CHALLENGE » Locate the line that contains "Target: pink circular badge". Print it and every subsequent line through the final line of the records, exactly and only those.

RECORD EXTRACTS »

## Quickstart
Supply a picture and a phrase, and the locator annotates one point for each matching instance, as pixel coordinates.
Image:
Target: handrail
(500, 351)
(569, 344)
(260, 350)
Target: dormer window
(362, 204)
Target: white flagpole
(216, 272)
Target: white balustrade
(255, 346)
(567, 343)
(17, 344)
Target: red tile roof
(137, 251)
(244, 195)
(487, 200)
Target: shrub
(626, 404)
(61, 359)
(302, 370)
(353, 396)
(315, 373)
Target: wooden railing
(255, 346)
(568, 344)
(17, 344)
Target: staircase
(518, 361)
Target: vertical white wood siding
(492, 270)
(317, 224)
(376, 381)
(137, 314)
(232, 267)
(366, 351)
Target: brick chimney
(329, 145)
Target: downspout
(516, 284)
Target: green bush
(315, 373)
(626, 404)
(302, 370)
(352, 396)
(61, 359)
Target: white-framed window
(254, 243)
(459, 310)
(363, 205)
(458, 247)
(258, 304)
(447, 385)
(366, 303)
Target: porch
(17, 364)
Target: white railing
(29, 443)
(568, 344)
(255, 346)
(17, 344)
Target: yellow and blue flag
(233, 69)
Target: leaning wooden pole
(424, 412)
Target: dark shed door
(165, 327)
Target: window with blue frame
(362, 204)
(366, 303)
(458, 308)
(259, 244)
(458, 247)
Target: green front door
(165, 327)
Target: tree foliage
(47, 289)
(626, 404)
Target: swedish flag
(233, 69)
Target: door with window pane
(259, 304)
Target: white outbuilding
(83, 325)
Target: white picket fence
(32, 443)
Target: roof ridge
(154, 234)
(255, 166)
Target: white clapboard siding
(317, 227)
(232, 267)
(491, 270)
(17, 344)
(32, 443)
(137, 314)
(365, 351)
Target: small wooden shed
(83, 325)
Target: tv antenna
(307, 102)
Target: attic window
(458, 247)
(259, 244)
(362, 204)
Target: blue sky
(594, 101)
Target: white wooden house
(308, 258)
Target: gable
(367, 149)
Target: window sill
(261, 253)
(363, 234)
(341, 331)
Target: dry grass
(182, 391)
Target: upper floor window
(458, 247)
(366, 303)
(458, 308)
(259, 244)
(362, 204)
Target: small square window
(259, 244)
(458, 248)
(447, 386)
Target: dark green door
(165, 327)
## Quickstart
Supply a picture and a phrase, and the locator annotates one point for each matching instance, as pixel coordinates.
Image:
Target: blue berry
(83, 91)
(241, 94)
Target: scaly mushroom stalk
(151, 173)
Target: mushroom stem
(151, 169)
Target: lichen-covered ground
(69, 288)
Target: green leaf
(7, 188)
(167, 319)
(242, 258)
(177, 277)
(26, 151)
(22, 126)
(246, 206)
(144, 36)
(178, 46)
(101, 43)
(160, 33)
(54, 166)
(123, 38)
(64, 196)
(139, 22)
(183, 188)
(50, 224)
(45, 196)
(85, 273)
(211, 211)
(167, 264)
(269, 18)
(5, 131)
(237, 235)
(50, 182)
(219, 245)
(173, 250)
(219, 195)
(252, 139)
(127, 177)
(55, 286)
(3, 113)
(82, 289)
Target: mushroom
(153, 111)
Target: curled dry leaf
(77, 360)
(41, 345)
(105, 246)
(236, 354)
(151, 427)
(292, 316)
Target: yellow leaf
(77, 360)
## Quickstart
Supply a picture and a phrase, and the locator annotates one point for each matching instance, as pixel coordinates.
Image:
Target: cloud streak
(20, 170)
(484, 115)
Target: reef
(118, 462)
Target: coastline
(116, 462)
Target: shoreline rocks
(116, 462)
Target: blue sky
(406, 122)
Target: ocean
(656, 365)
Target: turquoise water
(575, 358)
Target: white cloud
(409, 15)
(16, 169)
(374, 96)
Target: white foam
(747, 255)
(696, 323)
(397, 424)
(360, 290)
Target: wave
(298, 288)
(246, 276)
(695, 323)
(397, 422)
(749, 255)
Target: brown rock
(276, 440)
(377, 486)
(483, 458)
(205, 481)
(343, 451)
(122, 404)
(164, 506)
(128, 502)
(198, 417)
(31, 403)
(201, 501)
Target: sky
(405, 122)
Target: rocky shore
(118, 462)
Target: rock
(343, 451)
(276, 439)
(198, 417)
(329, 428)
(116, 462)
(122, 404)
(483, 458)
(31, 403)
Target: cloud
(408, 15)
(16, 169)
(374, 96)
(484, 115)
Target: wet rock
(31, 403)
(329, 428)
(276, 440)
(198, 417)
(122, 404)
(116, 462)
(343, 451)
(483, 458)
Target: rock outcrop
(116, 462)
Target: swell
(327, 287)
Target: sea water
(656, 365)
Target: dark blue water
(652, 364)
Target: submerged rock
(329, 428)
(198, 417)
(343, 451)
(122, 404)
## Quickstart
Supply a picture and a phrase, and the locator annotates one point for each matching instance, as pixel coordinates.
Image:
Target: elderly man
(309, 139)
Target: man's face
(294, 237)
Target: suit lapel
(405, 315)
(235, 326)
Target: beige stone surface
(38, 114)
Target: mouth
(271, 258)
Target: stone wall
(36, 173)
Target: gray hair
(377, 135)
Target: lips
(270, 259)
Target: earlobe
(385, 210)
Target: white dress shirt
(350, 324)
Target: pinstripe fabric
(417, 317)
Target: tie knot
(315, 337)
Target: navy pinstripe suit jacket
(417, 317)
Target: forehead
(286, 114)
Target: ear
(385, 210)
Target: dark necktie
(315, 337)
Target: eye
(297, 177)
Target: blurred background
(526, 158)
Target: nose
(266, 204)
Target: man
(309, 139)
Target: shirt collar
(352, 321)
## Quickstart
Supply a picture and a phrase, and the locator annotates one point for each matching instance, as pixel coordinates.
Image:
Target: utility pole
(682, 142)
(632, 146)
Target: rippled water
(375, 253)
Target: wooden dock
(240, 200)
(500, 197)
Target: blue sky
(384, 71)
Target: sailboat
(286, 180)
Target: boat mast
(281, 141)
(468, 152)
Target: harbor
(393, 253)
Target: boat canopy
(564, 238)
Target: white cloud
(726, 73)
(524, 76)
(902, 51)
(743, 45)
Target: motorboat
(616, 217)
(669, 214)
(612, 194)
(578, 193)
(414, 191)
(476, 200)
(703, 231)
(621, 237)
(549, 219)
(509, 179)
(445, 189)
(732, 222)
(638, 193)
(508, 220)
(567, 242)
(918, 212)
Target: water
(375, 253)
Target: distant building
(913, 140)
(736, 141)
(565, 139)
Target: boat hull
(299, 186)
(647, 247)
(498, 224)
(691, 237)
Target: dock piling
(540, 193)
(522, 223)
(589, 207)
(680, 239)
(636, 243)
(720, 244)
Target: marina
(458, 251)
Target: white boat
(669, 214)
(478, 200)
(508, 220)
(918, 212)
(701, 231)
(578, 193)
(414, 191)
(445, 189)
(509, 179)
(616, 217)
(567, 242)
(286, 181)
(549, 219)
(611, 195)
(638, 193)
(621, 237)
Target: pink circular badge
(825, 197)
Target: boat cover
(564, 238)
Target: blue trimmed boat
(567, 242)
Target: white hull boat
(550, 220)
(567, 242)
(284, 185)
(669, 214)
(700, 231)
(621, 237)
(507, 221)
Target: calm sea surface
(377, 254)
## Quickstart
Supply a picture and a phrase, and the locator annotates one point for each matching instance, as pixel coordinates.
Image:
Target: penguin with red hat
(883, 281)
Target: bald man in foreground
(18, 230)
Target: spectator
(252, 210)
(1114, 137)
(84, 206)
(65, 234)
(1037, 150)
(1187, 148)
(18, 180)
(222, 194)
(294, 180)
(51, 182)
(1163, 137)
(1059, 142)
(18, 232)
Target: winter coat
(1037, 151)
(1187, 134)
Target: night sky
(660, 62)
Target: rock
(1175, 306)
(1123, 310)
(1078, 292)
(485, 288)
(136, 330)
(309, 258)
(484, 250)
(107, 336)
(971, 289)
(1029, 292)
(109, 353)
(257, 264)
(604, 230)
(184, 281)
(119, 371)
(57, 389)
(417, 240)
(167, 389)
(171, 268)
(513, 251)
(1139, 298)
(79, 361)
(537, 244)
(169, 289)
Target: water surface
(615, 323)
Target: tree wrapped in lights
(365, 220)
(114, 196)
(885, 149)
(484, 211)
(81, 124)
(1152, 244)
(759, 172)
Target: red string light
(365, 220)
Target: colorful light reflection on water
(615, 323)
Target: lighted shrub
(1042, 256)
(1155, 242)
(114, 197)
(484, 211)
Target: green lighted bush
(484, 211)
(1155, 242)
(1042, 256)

SOLUTION FOR THIS PROBLEM »
Target: pink circular badge
(825, 197)
Target: boat cover
(564, 238)
Target: blue trimmed boat
(567, 242)
Target: white hull boat
(550, 220)
(567, 242)
(284, 185)
(669, 214)
(700, 231)
(621, 237)
(507, 221)
Target: calm sea surface
(377, 254)
## Quickstart
Supply a picture and a phrase, and the locator annotates one point for each matching instance, as pixel coordinates.
Image:
Target: penguin with red hat
(883, 281)
Target: bald man in foreground
(18, 230)
Target: spectator
(252, 210)
(1114, 137)
(84, 206)
(65, 234)
(1037, 150)
(1187, 148)
(18, 180)
(222, 194)
(294, 180)
(51, 182)
(1163, 137)
(1059, 142)
(18, 232)
Target: winter coat
(1037, 151)
(1187, 134)
Target: night sky
(660, 62)
Target: rock
(1175, 306)
(1123, 310)
(1078, 292)
(485, 288)
(136, 330)
(309, 258)
(484, 250)
(107, 336)
(971, 289)
(1029, 292)
(109, 353)
(257, 264)
(604, 230)
(184, 281)
(119, 371)
(57, 389)
(417, 240)
(167, 389)
(171, 268)
(513, 251)
(1139, 298)
(79, 361)
(537, 244)
(169, 289)
Target: water surface
(615, 323)
Target: tree wrapped in lights
(365, 220)
(114, 196)
(885, 149)
(484, 211)
(81, 124)
(1152, 244)
(759, 172)
Target: red string light
(365, 220)
Target: colorful light reflection on water
(615, 323)
Target: lighted shrub
(1042, 256)
(1155, 242)
(114, 197)
(484, 211)
Target: green lighted bush
(484, 211)
(1155, 242)
(1042, 256)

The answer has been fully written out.